[Data extracted from a collection]
━━━

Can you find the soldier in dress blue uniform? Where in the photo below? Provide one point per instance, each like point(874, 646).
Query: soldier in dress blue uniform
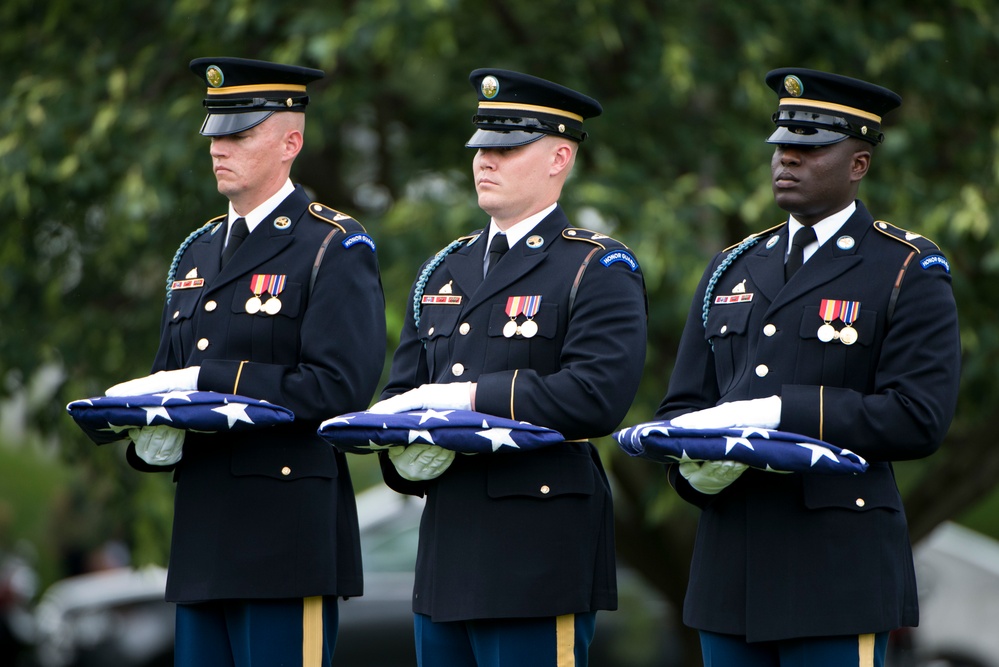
point(516, 550)
point(837, 326)
point(280, 299)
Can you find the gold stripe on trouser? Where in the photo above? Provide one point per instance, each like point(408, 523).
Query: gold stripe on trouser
point(312, 632)
point(865, 645)
point(565, 640)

━━━

- [Work item] Repeat only the stretch of lines starting at the one containing "Can you find the gold" and running to the final line of the entries above.

- [Answer area]
Can you find the gold stripe on trouser? Where in the photo above? Provide one point per instance, each like point(408, 523).
Query: gold stripe on trouser
point(312, 632)
point(865, 645)
point(565, 640)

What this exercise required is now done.